> _YOUR OBJECTIVE_:
Locate the line that contains "Mark every instance of the front". Print it and every subsequent line through the final line of the records, exactly and only those.

> _RECORD SET_:
★ ★ ★ ★

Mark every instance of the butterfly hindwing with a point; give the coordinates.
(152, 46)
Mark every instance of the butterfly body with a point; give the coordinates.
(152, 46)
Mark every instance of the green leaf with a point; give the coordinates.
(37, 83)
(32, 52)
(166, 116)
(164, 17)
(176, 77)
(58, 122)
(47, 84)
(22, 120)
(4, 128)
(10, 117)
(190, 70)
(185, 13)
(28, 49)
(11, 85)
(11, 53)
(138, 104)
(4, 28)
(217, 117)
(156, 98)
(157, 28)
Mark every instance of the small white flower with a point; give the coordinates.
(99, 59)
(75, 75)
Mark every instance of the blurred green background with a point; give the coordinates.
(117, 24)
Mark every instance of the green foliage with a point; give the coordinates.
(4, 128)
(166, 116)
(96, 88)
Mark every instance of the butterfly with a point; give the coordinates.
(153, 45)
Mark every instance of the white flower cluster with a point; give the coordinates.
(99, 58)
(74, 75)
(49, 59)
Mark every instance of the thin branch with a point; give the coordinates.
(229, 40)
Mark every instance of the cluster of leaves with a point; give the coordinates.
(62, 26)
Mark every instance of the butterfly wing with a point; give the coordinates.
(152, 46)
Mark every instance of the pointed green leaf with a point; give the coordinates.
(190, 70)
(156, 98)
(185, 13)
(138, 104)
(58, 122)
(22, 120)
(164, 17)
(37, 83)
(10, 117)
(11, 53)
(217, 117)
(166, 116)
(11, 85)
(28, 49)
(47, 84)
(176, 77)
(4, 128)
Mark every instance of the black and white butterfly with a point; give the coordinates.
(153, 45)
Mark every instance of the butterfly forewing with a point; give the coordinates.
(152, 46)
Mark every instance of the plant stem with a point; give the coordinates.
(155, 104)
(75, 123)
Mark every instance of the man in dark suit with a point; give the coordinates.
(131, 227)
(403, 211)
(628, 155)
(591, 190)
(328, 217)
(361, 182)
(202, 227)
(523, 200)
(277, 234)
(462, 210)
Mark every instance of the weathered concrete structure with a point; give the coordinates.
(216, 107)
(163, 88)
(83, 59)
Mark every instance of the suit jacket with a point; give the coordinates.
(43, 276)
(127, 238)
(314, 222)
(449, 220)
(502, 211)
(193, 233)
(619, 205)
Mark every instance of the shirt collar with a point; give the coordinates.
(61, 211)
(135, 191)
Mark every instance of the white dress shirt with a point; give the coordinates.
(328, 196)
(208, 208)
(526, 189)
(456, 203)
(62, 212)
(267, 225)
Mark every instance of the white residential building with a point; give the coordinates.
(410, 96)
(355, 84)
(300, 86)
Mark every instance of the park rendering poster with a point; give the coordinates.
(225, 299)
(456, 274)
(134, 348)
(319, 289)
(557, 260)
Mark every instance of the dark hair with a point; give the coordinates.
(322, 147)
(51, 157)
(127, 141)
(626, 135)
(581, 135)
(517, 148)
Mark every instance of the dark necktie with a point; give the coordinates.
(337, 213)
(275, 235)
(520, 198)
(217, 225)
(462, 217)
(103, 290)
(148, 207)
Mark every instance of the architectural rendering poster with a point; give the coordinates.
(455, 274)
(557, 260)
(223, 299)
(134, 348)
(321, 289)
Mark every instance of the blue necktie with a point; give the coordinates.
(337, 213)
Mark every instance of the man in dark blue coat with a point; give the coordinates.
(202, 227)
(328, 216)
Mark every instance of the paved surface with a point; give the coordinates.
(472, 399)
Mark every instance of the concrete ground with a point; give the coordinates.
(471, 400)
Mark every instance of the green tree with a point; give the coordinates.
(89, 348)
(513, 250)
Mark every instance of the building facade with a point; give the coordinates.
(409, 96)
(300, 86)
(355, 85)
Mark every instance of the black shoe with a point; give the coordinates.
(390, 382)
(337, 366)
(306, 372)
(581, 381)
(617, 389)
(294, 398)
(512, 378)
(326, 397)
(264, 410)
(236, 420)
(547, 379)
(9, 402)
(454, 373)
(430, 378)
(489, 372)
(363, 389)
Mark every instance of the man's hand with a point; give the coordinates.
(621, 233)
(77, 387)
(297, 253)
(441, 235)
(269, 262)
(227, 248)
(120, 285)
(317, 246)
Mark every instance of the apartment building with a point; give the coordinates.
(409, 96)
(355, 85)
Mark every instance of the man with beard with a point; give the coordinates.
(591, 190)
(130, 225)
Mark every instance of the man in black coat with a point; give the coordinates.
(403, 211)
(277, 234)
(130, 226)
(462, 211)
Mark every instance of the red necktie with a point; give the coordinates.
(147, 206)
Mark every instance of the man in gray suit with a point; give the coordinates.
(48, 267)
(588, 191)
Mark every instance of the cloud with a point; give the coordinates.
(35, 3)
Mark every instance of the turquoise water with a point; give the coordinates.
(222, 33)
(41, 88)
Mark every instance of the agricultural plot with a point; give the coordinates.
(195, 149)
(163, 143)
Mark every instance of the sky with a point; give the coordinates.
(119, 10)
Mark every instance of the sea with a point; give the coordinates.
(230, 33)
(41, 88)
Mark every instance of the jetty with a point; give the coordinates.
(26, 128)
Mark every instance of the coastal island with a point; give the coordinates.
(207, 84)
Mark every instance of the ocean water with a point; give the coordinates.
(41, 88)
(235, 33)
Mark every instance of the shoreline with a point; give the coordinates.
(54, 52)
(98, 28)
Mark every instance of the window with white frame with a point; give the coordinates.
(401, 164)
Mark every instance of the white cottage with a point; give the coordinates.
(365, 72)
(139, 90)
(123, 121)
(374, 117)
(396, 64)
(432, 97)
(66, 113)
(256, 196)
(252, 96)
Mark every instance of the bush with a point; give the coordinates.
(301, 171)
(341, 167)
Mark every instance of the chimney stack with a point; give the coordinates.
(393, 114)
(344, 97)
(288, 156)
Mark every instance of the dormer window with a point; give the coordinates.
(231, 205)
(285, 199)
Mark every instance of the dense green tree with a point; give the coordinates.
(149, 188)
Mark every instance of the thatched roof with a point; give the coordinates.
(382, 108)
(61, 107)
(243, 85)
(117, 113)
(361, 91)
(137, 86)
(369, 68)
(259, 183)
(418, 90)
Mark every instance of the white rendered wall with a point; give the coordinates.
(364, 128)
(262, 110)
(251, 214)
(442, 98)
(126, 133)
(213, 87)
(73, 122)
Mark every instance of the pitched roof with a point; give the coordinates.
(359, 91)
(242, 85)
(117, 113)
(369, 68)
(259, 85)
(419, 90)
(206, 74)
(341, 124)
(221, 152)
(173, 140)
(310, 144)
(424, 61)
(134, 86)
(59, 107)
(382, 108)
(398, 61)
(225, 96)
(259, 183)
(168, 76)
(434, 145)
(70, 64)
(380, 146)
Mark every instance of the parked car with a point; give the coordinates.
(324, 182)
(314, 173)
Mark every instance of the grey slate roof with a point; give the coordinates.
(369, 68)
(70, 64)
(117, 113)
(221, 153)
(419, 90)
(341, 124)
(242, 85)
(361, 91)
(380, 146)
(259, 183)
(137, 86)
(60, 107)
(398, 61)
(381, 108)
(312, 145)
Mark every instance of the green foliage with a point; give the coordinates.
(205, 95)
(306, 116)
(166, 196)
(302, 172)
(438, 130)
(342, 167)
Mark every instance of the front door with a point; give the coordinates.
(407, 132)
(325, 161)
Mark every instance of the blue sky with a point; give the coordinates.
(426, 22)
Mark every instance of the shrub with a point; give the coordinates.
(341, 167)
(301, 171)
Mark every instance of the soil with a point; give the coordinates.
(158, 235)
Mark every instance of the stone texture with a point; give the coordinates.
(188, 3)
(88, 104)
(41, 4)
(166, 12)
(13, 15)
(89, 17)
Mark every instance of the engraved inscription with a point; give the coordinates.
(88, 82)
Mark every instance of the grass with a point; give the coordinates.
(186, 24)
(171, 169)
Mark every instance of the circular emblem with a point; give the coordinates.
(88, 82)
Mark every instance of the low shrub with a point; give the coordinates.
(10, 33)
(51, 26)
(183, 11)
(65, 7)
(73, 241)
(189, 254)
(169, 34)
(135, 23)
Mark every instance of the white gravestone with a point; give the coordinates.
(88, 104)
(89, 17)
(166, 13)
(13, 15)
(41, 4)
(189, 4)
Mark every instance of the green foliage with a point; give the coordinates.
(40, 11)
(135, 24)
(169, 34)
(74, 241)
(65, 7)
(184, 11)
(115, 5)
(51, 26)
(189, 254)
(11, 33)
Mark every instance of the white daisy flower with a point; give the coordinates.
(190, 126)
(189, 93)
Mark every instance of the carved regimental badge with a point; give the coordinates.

★ ★ ★ ★

> _WRITTEN SOLUTION_:
Mark every instance of the front door with a point; give the coordinates.
(407, 132)
(325, 161)
Mark every instance of the blue sky with a point; give the coordinates.
(426, 22)
Mark every instance of the shrub with a point; give the coordinates.
(341, 167)
(301, 171)
Mark every instance of the soil with a point; give the coordinates.
(158, 235)
Mark every instance of the stone texture with a point; give the coordinates.
(188, 3)
(88, 104)
(41, 4)
(166, 12)
(13, 15)
(89, 17)
Mark every instance of the engraved inscription with a point; give the coordinates.
(88, 82)
Mark every instance of the grass with a point; give the coordinates.
(186, 24)
(171, 169)
Mark every instance of the circular emblem with a point; give the coordinates.
(88, 82)
Mark every instance of the low shrub with a point; give the coordinates.
(10, 33)
(51, 26)
(183, 11)
(65, 7)
(73, 241)
(189, 254)
(169, 34)
(135, 23)
Mark every instance of the white gravestone with a point; give the coordinates.
(88, 104)
(89, 17)
(166, 13)
(13, 15)
(41, 4)
(189, 4)
Mark every instance of the green foliage with a point; give the coordinates.
(40, 11)
(135, 24)
(169, 34)
(74, 241)
(65, 7)
(184, 11)
(115, 5)
(51, 26)
(189, 254)
(11, 33)
Mark every instance of the white daisy flower with a point; give the coordinates.
(190, 126)
(189, 93)
Mark every instance of the carved regimental badge with a point; give the coordinates.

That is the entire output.